→ WRITTEN TASKS
A) Decide whether each statement below agrees with the patent claims on extracting information from information sources. Answer yes or no for each, quoting the deciding words of the patent claims.
(i) The reference graph represents at least a portion of a reference one of the information sources.
(ii) The checked result is extracted when it falls outside the extraction criterion boundary value.
(iii) In claim 2, the at least one edge is associated with at least one first edge property value.
B) In the patent claims on extracting information from information sources, what is the defined reference graph compared with?
C) Extend the patent claims on extracting information from information sources, picking up right after claim 2.

Start of SOURCE

1. A method for extraction of information from a plurality of information sources, each ones of the plurality of information sources comprising at least one first information element being associated with at least one second information element, the method comprising:
defining a reference graph, the reference graph representing at least a portion of a reference one of the plurality of information sources, the reference graph having at least one first reference node representing the at least one first information element being associated with at least one second reference node via at least one edge, the at least one second reference node representing the at least one second information element, the at least one first reference node comprising at least one first reference node property value; the at least one second reference node comprising at least one second reference node property value;
comparing the defined reference graph with a second graph, the second graph representing at least a portion of a second one of the plurality of information sources using at least one extraction criterion, the at least one extraction criterion comprising at least one extraction criterion boundary value;
checking the result of the comparison of the defined reference graph with the second graph if the result falls within the at least one extraction criterion boundary value; and
extracting the checked result of the comparison if the checked result falls at least within the at least one extraction criterion boundary value.
2. The method according to claim 1, wherein the at least one edge is associated with at least one first edge property value.

End of SOURCE
Start of DATA ENTRIES

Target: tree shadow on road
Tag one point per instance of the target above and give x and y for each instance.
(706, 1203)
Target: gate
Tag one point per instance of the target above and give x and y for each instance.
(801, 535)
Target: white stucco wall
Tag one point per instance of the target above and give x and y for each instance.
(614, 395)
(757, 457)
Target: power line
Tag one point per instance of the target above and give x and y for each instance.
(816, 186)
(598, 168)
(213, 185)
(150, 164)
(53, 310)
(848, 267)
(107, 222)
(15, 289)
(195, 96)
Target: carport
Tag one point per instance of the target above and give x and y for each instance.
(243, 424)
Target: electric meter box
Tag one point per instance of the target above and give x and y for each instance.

End of DATA ENTRIES
Start of DATA ENTRIES

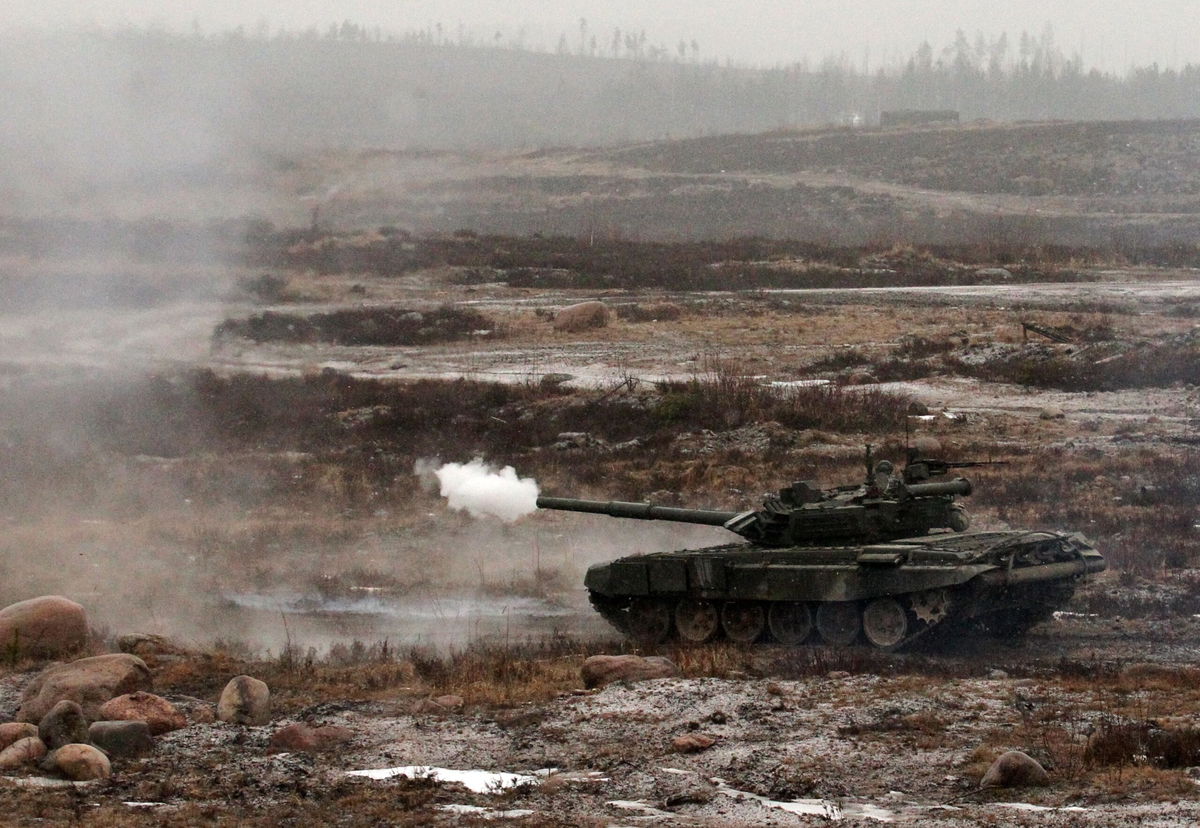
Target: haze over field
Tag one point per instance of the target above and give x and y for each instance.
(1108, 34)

End of DATA ENTRIES

→ RESPONSES TO THE TASKS
A)
(i) Yes: "the reference graph representing at least a portion of a reference one of the plurality of information sources"
(ii) No: "extracting the checked result of the comparison if the checked result falls at least within the at least one extraction criterion boundary value"
(iii) Yes: "wherein the at least one edge is associated with at least one first edge property value"

B) It is compared with a second graph representing at least a portion of a second one of the plurality of information sources.

C)
3. The method according to claim 1, wherein the at least one extraction criterion boundary value is in relation with the at least one second reference node property value.
4. The method according to claim 1, further comprising:
continuing the comparison of the defined reference graph with a further graph and checking of the result of the comparison, the further graph representing at least a portion of a further one of the plurality of information sources.
5. The method according to claim 1, wherein the at least one first reference node property value comprises a frequency number.
6. The method according to claim 1, wherein the at least one first reference node property value comprises activation information.
7. The method according to claim 1, wherein the method is a computer implemented process.
8. An apparatus for extraction of information from a plurality of information sources, the apparatus comprising:
at least one graph definition engine for defining a reference graph and generating a second graph, the reference graph representing at least a portion of a reference one of the plurality of information sources and the second graph representing at least a portion of a second one of the plurality of information sources
at least one graph comparison and checking engine for comparing the reference graph with the second graph and checking the result of the comparison; and
at least one graph information extraction engine for extracting the checked result of the comparison.
9. The apparatus according to claim 8, further comprising:
at least one output device for presenting the extracted checked result of the comparison.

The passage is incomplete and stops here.